■ **Extracted text**
Forms: sorta like oriheme's shun shun reika (or whatever it's called)

Power: like Shun Shun Reika only it's used for attacking only.


----------



## Bankai Goku (Nov 26, 2008)

name: Lee mitsushido

Gender: Male

Age: 17

Physical description: long dark hair, tall, blue eyes, long scar in the torso (explained later).

personality: friendly and popular sometimes disapears secretly to the white tower roof to look at the moon.

History: recently arrived to zaraki's division becomes very popular with girls by his looks and somewhat hated by that, he joined Soul Reapers because of an influencial incident during chilhood with a bount and he thinks that joining S.R. is the best way to find him.

Zanpakutou: Masamune (low originality? I don't care)

Form: 4 arms samurai.

Shikai: only the handgrab is visible, longer and his real reach is invisible by the opponent

Bankai (Kami no Gan Masamune) :faster, user gains glowing wings, again only the handgrab is visibbe for the opponent but the blade becomes flexible.

Shinigami abilities: Shakahou, soukatsui.


----------



## Chaos Theory (Dec 8, 2008)

This looks interesting, when is it gonna start?


----------



## jiraiya 58 (Dec 14, 2008)

accepted and when we get 7 people


----------



## Yoona (Jan 17, 2009)

Can I join ? Also can we use canon characters or is it strictly OC?


----------



## Cardboard Tube Knight (Jan 18, 2009)

This thread is dead and hasn't been posted in in over a month? Why rez it when there is another bleach thread right there.


----------



## StrawHat4Life (Jan 18, 2009)

Also this belongs in the OOC section.....or the Landfill really.


----------



## Yoona (Jan 19, 2009)

Sorry I didn't know


----------

■ **Data extract**

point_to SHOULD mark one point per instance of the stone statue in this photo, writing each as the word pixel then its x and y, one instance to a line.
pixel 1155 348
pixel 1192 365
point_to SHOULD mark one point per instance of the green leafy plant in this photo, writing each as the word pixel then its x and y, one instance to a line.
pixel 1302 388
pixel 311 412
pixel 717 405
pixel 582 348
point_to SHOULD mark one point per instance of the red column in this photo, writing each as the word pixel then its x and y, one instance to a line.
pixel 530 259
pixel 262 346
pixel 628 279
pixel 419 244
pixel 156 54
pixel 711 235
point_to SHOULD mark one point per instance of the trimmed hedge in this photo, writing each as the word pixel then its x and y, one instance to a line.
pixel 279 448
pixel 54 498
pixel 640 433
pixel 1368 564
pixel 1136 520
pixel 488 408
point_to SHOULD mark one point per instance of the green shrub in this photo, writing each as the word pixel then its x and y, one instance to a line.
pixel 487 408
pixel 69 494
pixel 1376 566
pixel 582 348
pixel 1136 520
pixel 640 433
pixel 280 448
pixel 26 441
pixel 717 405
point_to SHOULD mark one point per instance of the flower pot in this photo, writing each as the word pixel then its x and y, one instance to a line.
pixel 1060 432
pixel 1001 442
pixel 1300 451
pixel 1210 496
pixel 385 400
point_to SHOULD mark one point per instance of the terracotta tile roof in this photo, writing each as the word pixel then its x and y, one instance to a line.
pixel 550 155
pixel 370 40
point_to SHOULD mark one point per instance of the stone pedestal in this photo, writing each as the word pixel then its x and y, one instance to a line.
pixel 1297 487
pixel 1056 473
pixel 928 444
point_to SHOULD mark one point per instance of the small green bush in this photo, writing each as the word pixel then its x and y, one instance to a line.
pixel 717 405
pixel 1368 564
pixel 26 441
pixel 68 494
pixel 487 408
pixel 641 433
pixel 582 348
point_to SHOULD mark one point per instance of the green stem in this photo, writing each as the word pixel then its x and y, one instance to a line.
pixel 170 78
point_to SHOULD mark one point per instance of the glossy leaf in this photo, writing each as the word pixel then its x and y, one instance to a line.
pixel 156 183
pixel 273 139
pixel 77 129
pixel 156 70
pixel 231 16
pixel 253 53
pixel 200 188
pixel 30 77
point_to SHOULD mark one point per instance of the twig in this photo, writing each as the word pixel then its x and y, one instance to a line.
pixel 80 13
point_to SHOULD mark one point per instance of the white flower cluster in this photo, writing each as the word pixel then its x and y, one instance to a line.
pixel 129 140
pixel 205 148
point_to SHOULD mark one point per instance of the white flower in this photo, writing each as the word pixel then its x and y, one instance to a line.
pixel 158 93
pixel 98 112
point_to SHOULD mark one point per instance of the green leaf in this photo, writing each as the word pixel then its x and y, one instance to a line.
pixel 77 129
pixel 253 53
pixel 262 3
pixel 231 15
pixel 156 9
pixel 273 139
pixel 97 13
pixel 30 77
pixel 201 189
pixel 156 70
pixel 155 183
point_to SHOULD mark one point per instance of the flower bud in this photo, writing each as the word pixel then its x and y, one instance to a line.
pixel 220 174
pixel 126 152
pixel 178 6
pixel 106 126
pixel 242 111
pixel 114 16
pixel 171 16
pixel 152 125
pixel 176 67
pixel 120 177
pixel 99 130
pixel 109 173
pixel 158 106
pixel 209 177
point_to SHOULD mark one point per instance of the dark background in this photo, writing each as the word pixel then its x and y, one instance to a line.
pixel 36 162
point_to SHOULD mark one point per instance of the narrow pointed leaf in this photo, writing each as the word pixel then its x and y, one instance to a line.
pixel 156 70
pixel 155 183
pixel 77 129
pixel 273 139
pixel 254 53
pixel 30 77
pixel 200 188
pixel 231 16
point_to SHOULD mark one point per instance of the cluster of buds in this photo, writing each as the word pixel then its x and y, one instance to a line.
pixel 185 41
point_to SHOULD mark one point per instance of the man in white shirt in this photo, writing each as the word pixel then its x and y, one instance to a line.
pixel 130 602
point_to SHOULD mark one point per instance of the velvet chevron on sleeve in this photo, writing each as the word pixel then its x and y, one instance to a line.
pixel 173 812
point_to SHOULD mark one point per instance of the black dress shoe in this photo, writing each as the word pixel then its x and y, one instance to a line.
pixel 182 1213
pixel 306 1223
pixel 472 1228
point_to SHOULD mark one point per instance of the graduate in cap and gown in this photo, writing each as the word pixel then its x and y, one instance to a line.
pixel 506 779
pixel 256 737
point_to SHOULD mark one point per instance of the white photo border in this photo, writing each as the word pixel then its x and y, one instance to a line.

■ **Directions**
Copy the stretch of the forum thread from "## Cardboard Tube" through "StrawHat4Life (Jan 18, 2009)", swapping "dead" for "inactive". The rows have nothing to do with the forum thread.

■ **Response for this exercise**
## Cardboard Tube Knight (Jan 18, 2009)

This thread is inactive and hasn't been posted in in over a month? Why rez it when there is another bleach thread right there.


----------



## StrawHat4Life (Jan 18, 2009)